## EXTRACT TO READ
* * * * *

Rob GreenwaldRob Greenwald, a long-time IPR colleague and founding executive director of the Society for Research on Educational Effectiveness (SREE), died of natural causes on June 26.

Greenwald, who was 60, began as SREE executive director in January 2009, working out of an office at 2046 Sheridan. Co-founded by IPR education researcher and statistician Larry Hedges in 2005, SREE is dedicated to advancing “research on policies, programs, and practices that cause educational and related outcomes.”

At SREE, he devoted himself to getting the organization off the ground and worked hard to build its identity and membership. He encouraged and supported the development of key programs, including pre-conference workshops, the Women in Quantitative Methods group, the Registry of Education Effectiveness Studies (REES), the publication of the Journal of Research on Educational Effectiveness, a summer training program in Hierarchical Linear Modeling, and the development of the Hedges Lecture in 2016.

“Rob will be missed for his generosity, his passion to improve education, his relentless pursuit of excellence, and his unfailing desire to help the lives of others,” Hedges, past president of SREE, said. He also recalled how Greenwald’s careful financial stewardship left SREE in an enviable financial position by the end of his tenure in 2017.

* * * * *

Answer these questions about the Rob Greenwald obituary:
1. How old was Greenwald when he died?
2. Which lecture was developed at SREE in 2016?
3. In what year did Greenwald's tenure at SREE end?

## MATERIAL
* * * * *

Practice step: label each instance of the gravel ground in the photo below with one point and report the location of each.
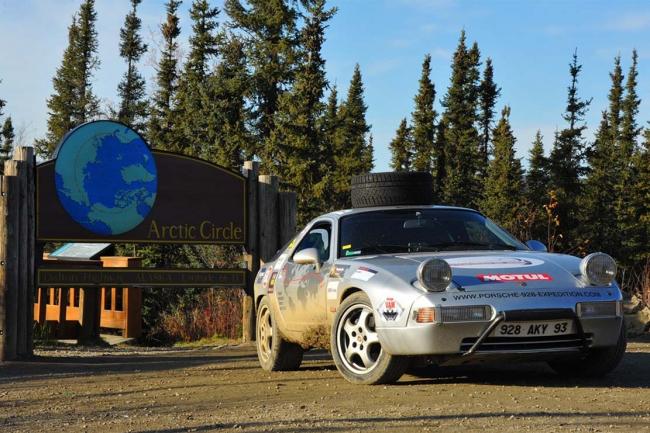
(223, 389)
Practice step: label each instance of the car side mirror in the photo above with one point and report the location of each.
(308, 256)
(536, 246)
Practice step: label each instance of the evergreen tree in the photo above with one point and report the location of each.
(73, 101)
(7, 137)
(192, 111)
(162, 132)
(536, 188)
(423, 119)
(462, 185)
(227, 114)
(488, 94)
(297, 137)
(268, 29)
(132, 90)
(353, 150)
(503, 185)
(400, 148)
(565, 161)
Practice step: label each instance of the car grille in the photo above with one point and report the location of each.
(523, 344)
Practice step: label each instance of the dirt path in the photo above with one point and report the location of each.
(225, 390)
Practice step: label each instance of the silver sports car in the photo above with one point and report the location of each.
(383, 287)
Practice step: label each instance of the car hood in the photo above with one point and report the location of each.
(485, 270)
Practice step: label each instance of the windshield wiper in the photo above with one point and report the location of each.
(474, 244)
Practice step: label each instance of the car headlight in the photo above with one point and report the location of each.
(598, 268)
(434, 275)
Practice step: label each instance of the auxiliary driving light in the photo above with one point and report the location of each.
(434, 274)
(599, 269)
(476, 313)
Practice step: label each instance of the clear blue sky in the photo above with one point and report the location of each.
(530, 42)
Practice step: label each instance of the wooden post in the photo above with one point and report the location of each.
(26, 154)
(268, 217)
(89, 315)
(9, 199)
(251, 171)
(18, 169)
(287, 202)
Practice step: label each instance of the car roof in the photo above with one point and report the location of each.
(341, 213)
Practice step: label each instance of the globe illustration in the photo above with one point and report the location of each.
(105, 177)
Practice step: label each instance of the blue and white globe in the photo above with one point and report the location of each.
(106, 177)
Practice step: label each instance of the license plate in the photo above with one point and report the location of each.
(534, 329)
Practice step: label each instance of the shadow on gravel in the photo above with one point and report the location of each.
(70, 366)
(633, 372)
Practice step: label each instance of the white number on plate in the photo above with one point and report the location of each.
(534, 329)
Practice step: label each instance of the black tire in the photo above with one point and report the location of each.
(596, 363)
(392, 189)
(385, 368)
(274, 352)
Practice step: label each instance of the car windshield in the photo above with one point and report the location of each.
(419, 230)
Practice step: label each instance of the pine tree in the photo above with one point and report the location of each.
(162, 131)
(132, 90)
(400, 148)
(462, 185)
(7, 137)
(192, 86)
(536, 188)
(423, 121)
(503, 185)
(488, 94)
(297, 137)
(268, 29)
(565, 161)
(227, 114)
(73, 101)
(353, 150)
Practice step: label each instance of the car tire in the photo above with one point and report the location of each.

* * * * *

## RESPONSE TO THIS EXERCISE
1. 60
2. The Hedges Lecture
3. 2017